↓
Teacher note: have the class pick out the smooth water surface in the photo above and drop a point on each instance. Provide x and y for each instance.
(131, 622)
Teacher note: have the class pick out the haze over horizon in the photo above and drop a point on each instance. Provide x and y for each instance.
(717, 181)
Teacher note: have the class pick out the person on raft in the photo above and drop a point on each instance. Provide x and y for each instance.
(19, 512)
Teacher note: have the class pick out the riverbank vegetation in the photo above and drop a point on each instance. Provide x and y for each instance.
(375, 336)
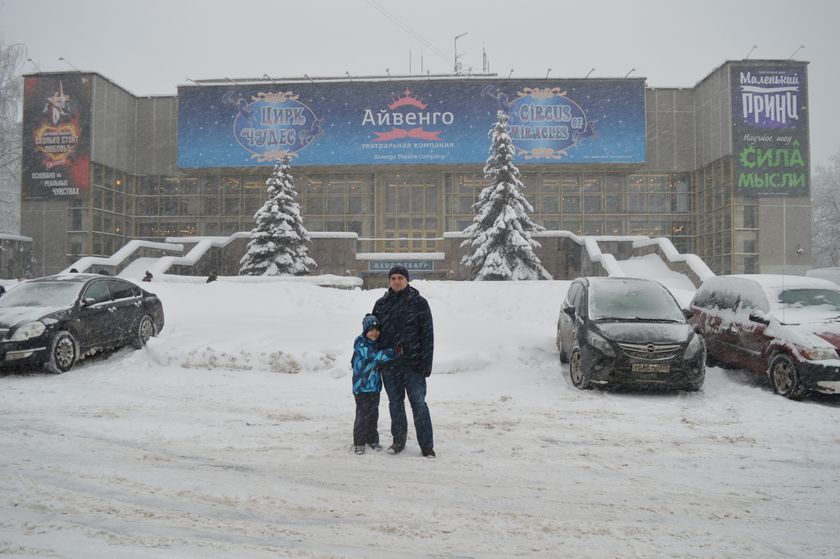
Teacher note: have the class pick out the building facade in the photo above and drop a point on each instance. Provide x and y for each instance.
(720, 168)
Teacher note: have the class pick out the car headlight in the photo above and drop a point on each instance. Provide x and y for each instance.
(600, 344)
(28, 330)
(819, 353)
(694, 346)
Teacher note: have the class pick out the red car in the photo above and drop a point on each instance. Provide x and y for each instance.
(787, 327)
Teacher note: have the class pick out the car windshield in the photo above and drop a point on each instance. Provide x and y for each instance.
(827, 299)
(42, 294)
(633, 300)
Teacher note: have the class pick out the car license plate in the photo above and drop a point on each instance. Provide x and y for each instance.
(650, 367)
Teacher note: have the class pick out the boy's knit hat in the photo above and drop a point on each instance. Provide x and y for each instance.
(368, 322)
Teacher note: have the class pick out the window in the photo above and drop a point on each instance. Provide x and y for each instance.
(123, 289)
(97, 291)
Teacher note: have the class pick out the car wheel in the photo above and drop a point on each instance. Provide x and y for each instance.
(145, 330)
(64, 351)
(576, 372)
(784, 378)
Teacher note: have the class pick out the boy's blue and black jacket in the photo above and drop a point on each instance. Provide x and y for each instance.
(366, 360)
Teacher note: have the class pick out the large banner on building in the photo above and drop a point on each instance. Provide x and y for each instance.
(770, 129)
(56, 136)
(410, 122)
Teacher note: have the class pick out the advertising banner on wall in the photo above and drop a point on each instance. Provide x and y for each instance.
(410, 122)
(56, 136)
(770, 130)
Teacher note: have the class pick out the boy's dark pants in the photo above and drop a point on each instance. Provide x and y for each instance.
(365, 430)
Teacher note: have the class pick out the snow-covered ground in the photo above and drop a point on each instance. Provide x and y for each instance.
(230, 436)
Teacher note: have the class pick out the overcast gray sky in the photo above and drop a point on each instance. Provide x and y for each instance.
(151, 46)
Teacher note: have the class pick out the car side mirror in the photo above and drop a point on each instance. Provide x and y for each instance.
(760, 318)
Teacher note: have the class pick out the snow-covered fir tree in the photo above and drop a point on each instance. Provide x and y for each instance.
(279, 242)
(499, 239)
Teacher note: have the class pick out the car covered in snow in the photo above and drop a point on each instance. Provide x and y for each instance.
(787, 327)
(56, 320)
(628, 331)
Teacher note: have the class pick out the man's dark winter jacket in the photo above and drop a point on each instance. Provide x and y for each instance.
(407, 322)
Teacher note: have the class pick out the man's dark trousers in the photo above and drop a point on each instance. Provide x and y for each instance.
(398, 383)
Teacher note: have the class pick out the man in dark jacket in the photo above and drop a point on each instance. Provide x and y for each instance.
(406, 321)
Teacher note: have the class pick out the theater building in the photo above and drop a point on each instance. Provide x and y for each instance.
(721, 168)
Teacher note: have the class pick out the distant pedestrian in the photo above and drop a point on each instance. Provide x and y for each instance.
(367, 383)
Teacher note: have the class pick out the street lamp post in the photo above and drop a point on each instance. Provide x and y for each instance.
(456, 49)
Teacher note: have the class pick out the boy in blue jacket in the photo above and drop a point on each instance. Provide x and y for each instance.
(367, 383)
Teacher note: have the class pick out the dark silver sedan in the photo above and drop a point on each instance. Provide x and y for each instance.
(54, 321)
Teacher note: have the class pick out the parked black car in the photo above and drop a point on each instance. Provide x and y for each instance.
(628, 331)
(56, 320)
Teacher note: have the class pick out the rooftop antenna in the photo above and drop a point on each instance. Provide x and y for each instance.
(68, 63)
(456, 50)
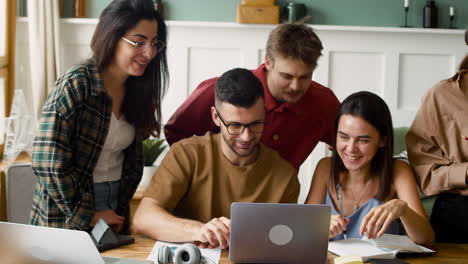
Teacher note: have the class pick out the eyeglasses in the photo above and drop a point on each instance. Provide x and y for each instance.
(238, 128)
(158, 45)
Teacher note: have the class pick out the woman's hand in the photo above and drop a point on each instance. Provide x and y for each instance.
(114, 220)
(376, 222)
(338, 225)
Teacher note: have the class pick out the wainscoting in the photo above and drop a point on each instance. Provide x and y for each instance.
(399, 64)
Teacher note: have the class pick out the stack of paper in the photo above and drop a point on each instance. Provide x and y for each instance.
(385, 247)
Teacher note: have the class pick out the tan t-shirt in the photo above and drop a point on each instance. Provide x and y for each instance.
(438, 138)
(196, 181)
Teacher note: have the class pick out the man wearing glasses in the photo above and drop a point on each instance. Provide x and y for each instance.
(299, 111)
(190, 195)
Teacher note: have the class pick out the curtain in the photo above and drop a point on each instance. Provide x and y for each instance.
(44, 49)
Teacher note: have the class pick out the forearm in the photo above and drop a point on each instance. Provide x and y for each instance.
(417, 227)
(156, 222)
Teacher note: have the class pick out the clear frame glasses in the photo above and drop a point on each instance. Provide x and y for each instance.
(238, 128)
(158, 45)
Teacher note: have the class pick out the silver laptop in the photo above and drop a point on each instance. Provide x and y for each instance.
(56, 245)
(279, 233)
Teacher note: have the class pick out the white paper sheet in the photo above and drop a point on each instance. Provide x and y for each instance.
(213, 254)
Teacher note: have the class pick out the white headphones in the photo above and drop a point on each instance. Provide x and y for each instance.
(185, 254)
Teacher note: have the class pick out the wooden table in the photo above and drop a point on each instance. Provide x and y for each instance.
(446, 253)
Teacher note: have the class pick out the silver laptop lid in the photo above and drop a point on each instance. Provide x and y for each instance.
(279, 233)
(54, 245)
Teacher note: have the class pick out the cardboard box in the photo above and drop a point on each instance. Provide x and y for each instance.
(258, 2)
(257, 14)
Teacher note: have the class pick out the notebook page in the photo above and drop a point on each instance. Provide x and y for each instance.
(398, 242)
(354, 246)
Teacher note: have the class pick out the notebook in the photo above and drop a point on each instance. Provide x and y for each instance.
(279, 233)
(384, 247)
(56, 245)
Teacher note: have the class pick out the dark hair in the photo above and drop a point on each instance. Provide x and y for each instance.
(238, 87)
(464, 63)
(143, 96)
(374, 110)
(297, 41)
↑
Try it: Set down the material exactly, every line of it, except for the pictures.

Response area:
Teacher note: have the class pick out the smooth water surface in the photo above and drop a point on each instance. Provide x and y for each instance.
(131, 622)
Teacher note: have the class pick out the haze over horizon in the photo above and drop a point on each instance. Provide x and y for each instance.
(717, 181)
Teacher note: have the class pick out the person on raft in the photo above and drop a point on each instance. Provide x and y for each instance.
(19, 512)
Teacher note: have the class pick out the riverbank vegetation in the photo above and drop a point on each instance. Provide x and y for each instance.
(375, 336)
Teacher note: have the class pick out the building facade in the photo above and drop a point on each instance. Provide x and y for each instance.
(720, 168)
Teacher note: have the class pick out the car headlight in the photo above and drop a point on each instance. Provide x and y for each instance.
(600, 344)
(28, 330)
(819, 353)
(694, 346)
Teacher note: have the class pick out the red car in the photo above and drop a point on each instance. Provide x and y for each instance.
(787, 327)
Teacher note: have the class pick out the car windshield in the photo above and drop a point on each instance. Provide x and y for each instance.
(827, 299)
(42, 294)
(633, 300)
Teacher note: have the class pick out the car license plate in the photo above and drop a point on each instance. Provide x and y for each instance.
(650, 367)
Teacher note: have the class pick out the boy's knit hat in the photo above and drop a point on each instance. Provide x and y for each instance.
(368, 322)
Teacher note: have the class pick out the window in the photo above and drop a point on each instance. Provide x and y for each instance.
(123, 289)
(97, 291)
Teacher note: have the class pick out the car wheel in the photo above and drop a point on each instance. Provide x and y for each instance.
(145, 330)
(64, 351)
(576, 372)
(784, 378)
Teacher note: have the class pick out the boy's blue and black jacket in the photo above and drop a point on each instance. Provide x and y for each instance.
(366, 360)
Teacher note: have the class pick out the large banner on building in the photo above and drop a point on each instance. Provide x and y for each instance.
(770, 129)
(56, 136)
(410, 122)
Teacher note: have the class pick out the advertising banner on wall in the photo above and drop a point on each instance. Provide x and y for each instance.
(410, 122)
(56, 136)
(770, 130)
Teacher note: have the class pick out the boy's dark pants in the photo above and drop a point on each instance. Provide x and y for each instance.
(365, 430)
Teacher note: have the class pick out the snow-covered ground in the photo above and drop a point on each instance. Provide x and y for each instance.
(230, 436)
Teacher note: have the class pick out the overcast gray sky in the photo above and drop a point on each instance. Provide x and y for each instance.
(151, 46)
Teacher note: have the class pick out the car side mirror in the photo above and drop a point on each instance. Provide x and y for each instance.
(760, 318)
Teacher note: have the class pick out the snow-covered fir tree in the photo above and drop a point on each instance. Provide x and y for each instance.
(279, 242)
(499, 239)
Teacher note: have the class pick out the car covered in snow in the photo above and drop a point on each instance. Provide x and y for each instance.
(787, 327)
(56, 320)
(628, 331)
Teacher note: have the class pick out the man's dark winter jacket in the photo above and drop a point on each instance. Provide x and y for each instance.
(407, 322)
Teacher note: have the class pick out the man's dark trousers in the photo above and drop a point on each instance. Provide x and y for each instance.
(398, 383)
Teacher note: have the class pick out the man in dark jacket in the photo above and drop a point on each instance. Provide x and y for each instance.
(406, 321)
Teacher note: have the class pick out the theater building in the photo above and drop a point on each instance. Provide x and y for each instance.
(721, 168)
Teacher note: have the class pick out the distant pedestrian in the photo above and drop a point on each instance. Provide x and y for each instance.
(367, 383)
Teacher note: have the class pick out the street lamp post in the photo above and drop a point on each instance. Provide x and y for each instance.
(456, 49)
Teacher note: have the class pick out the boy in blue jacket in the photo above and drop a point on each instance. Provide x and y for each instance.
(367, 383)
Teacher note: have the class pick out the dark silver sedan in the photo above and drop a point on each instance. Provide x and y for each instance.
(54, 321)
Teacher note: have the class pick out the parked black car in the photo above and drop a point on each instance. Provide x and y for each instance.
(628, 331)
(56, 320)
Teacher note: have the class pick out the rooftop antenna in the photo above and drop a point on each instance. Provide x and y for each instance.
(68, 63)
(456, 50)
Teacher note: have the class pick out the eyeglasses in the photo above and drop a point on each instance. Provide x and y for each instance.
(238, 128)
(158, 45)
Teacher note: have the class pick out the woman's hand in the photo above and drop a point on each instance. Provide x and y for each instance.
(114, 220)
(376, 222)
(338, 225)
Teacher note: have the class pick out the wainscoting in the photo above and drop a point on each instance. Provide x and y for each instance.
(399, 64)
Teacher note: have the class pick out the stack of paper in the photo above and drop a point on each instance. Provide x and y for each instance.
(385, 247)
Teacher note: have the class pick out the tan t-shirt in the photo above and drop a point on each instance. Provide x and y for each instance.
(438, 138)
(196, 181)
Teacher note: have the class pick out the man wearing glasses in the photo above and drop a point on each instance. Provide x and y for each instance.
(299, 111)
(190, 195)
Teacher note: have the class pick out the curtain in the photo above and drop a point on each instance. Provide x and y for each instance.
(44, 49)
Teacher note: have the class pick out the forearm in the photo above and drop a point on each instance. Provide x and y for each instance.
(417, 227)
(156, 222)
Teacher note: have the class pick out the clear frame glasses in the photo above and drop a point on each instance. Provide x and y for each instance.
(238, 128)
(158, 45)
Teacher note: have the class pick out the silver laptop in the photo above and drop a point on each instance. Provide x and y for each instance.
(56, 245)
(279, 233)
Teacher note: have the class pick out the white paper sheet in the photo above and drop a point on each instance. Provide x and y for each instance.
(213, 254)
Teacher note: have the class pick out the white headphones in the photo above and drop a point on each instance. Provide x and y for each instance.
(185, 254)
Teacher note: have the class pick out the wooden table in the photo above and drop a point on each instance. Provide x and y for each instance.
(446, 253)
Teacher note: have the class pick out the silver laptop lid in the photo above and drop a point on each instance. Provide x and y for each instance.
(279, 233)
(54, 245)
Teacher note: have the class pick out the cardboard box in the photo above and drop a point on each instance. Provide x and y for each instance.
(258, 2)
(257, 14)
Teacher note: have the class pick out the notebook page in the photo above and drop a point on each instance. Provide x and y for each instance.
(398, 242)
(354, 246)
Teacher note: have the class pick out the notebook in the photo above and drop a point on each instance. Provide x and y for each instance.
(279, 233)
(384, 247)
(56, 245)
Teacher note: have the class pick out the dark hair in the photo above and drop a point on each instance. Provide x and y for each instance.
(238, 87)
(464, 63)
(143, 96)
(374, 110)
(297, 41)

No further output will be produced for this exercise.